(What to produce)
Scan the entries for the word "upper" and return every line that has it.

[Items from a data source]
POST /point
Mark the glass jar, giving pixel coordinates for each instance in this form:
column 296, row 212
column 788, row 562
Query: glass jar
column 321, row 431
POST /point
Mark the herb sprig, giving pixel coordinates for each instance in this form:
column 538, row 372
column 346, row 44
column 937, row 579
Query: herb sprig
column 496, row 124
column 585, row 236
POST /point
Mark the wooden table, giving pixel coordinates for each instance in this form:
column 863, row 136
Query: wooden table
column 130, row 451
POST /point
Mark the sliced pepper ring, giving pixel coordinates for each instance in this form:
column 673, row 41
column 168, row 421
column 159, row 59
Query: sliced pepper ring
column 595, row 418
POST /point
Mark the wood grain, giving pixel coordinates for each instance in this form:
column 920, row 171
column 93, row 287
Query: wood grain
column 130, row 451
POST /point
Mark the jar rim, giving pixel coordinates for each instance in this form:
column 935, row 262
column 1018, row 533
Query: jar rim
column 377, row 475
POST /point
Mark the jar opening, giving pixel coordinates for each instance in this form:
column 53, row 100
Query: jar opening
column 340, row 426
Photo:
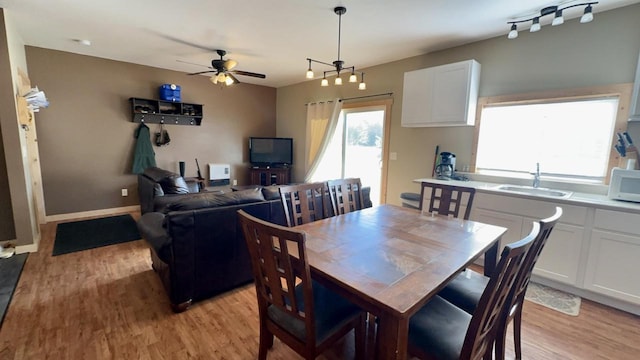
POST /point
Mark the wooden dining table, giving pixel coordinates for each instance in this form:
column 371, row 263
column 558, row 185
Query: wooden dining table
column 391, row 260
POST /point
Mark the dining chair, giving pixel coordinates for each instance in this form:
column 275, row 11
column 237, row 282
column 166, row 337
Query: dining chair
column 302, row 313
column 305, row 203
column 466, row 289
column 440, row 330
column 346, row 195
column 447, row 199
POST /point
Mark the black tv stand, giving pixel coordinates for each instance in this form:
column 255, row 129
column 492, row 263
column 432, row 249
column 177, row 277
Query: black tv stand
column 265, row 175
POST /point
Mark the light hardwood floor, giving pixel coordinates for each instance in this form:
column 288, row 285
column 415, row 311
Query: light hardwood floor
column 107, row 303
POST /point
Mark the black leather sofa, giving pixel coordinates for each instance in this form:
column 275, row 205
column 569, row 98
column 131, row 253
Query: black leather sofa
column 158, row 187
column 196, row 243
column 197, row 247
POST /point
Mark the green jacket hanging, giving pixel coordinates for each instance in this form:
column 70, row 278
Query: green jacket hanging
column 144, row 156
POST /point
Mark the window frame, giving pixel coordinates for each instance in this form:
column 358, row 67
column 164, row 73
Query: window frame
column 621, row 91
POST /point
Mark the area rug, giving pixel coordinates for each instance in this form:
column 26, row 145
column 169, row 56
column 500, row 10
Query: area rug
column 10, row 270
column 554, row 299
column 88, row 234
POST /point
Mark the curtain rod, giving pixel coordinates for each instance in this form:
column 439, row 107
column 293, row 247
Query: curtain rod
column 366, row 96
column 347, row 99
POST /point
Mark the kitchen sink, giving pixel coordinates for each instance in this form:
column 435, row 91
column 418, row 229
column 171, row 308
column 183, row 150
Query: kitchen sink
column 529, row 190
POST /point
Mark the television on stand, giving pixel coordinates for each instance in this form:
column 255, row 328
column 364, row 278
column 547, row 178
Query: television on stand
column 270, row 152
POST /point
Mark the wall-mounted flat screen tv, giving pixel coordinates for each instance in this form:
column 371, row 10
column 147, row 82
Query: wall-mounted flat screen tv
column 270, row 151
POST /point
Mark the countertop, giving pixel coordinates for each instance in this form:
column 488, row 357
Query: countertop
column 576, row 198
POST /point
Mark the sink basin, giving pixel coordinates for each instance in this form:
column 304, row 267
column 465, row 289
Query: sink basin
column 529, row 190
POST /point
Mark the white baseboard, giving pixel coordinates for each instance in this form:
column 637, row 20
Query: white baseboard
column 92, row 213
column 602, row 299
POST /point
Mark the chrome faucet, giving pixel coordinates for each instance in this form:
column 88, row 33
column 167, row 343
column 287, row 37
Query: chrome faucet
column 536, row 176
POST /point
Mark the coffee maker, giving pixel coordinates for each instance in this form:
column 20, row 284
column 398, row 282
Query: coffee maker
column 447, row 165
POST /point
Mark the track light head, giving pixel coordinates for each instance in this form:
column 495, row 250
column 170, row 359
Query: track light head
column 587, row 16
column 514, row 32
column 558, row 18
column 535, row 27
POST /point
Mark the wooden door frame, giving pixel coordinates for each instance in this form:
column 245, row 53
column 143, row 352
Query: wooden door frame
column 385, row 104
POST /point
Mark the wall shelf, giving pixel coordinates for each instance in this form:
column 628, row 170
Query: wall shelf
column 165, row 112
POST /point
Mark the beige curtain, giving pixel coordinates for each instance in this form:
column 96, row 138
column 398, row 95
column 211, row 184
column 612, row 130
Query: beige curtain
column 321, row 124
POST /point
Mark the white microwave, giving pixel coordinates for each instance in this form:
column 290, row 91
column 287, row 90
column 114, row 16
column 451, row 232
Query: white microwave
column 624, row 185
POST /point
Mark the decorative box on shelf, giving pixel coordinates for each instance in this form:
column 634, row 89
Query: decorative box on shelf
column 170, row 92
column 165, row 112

==

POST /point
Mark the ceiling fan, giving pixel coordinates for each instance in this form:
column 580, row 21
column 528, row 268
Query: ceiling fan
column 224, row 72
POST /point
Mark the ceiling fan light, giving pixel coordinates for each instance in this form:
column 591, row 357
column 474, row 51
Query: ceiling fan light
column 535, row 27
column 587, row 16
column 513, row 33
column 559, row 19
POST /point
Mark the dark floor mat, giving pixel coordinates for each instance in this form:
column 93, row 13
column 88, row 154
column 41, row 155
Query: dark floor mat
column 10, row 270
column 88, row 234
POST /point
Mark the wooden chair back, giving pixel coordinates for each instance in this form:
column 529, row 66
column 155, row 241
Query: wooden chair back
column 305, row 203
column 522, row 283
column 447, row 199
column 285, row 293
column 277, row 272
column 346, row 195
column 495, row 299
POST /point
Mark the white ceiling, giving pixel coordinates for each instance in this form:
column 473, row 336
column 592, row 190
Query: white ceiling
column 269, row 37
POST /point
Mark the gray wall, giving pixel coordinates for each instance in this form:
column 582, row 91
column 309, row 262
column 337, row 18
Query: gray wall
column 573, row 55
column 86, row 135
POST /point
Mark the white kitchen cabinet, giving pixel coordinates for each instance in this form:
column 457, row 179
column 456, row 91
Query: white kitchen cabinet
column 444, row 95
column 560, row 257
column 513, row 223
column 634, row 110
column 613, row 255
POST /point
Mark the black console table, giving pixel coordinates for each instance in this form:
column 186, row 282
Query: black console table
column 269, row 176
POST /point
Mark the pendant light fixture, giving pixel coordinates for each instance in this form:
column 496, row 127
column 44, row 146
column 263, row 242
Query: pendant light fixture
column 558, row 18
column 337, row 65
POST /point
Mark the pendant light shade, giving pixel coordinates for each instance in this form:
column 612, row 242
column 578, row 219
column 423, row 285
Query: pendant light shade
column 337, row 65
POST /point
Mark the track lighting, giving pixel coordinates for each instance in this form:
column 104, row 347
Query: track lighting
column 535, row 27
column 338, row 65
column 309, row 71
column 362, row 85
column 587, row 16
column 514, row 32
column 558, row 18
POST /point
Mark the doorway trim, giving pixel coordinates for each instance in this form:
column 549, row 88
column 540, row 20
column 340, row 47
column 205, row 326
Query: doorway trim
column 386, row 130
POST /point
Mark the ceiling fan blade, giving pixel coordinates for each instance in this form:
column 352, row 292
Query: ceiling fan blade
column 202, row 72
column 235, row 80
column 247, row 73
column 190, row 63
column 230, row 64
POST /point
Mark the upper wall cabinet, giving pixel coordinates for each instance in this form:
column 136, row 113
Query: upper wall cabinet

(Output for this task)
Mark the upper wall cabinet, giving pixel coordinates for each instance in this form:
Query: upper wall cabinet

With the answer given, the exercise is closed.